What is required: Write out, word for word, only the data from its first line to the line containing "positive clicks: (311, 26)".

-------- Entries shown

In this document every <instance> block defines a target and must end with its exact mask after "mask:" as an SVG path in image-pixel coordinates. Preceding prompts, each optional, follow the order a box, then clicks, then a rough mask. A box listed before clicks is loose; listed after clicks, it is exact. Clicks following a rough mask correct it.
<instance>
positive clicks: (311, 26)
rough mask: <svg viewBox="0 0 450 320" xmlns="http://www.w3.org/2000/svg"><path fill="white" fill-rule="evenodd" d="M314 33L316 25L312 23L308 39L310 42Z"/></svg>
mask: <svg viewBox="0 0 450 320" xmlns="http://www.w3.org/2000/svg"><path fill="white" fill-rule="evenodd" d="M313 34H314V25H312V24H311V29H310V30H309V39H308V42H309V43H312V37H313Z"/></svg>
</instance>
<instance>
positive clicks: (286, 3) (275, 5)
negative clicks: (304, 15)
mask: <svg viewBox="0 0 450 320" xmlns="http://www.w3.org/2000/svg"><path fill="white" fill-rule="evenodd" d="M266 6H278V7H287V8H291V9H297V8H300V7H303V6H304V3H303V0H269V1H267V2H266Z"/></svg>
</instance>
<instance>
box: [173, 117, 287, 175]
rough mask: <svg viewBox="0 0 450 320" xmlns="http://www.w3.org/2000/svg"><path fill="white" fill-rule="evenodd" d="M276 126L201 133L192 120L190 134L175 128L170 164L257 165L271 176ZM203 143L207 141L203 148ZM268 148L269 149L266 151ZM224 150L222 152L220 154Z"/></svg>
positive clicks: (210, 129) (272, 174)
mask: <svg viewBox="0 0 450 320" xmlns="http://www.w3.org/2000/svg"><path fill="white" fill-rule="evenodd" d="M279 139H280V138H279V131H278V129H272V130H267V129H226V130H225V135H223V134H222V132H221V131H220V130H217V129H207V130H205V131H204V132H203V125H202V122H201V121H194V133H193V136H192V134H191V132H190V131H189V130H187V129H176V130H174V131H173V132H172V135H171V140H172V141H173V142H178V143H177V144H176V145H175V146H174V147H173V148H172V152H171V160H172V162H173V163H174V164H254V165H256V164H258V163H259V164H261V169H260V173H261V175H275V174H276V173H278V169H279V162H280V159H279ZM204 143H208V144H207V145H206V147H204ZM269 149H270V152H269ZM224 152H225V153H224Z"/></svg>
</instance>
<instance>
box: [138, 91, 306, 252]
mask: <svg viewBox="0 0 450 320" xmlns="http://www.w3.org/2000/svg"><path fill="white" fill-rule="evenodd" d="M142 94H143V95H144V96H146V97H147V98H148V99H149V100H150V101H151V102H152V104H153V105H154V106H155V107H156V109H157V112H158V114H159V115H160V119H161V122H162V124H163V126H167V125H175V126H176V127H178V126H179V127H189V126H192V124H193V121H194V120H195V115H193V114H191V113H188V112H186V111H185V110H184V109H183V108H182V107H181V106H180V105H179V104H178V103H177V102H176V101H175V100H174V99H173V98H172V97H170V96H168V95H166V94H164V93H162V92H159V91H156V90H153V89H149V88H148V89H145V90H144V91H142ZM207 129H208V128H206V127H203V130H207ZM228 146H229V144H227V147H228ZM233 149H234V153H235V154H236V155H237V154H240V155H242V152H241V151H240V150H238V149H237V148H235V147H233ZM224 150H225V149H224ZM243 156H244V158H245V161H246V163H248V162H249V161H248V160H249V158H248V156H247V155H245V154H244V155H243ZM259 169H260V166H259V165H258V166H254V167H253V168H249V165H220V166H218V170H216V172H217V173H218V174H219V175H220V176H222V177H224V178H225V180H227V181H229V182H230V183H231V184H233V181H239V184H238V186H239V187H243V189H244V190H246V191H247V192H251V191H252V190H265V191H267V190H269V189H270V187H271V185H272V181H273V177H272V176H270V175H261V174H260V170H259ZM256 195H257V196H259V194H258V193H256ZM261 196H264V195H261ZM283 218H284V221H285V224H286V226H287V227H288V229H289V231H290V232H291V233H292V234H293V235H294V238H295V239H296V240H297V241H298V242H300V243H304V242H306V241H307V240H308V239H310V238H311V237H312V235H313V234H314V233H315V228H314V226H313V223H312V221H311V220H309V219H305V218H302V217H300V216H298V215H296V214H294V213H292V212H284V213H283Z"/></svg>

----------------

Solution to this task:
In this document every <instance> block defines a target and must end with its exact mask after "mask:" as an SVG path in image-pixel coordinates. Preceding prompts, each optional, follow the order a box, then clicks, then a rough mask. A box listed before clicks is loose; listed after clicks, it is exact. Clicks following a rough mask correct it.
<instance>
positive clicks: (311, 26)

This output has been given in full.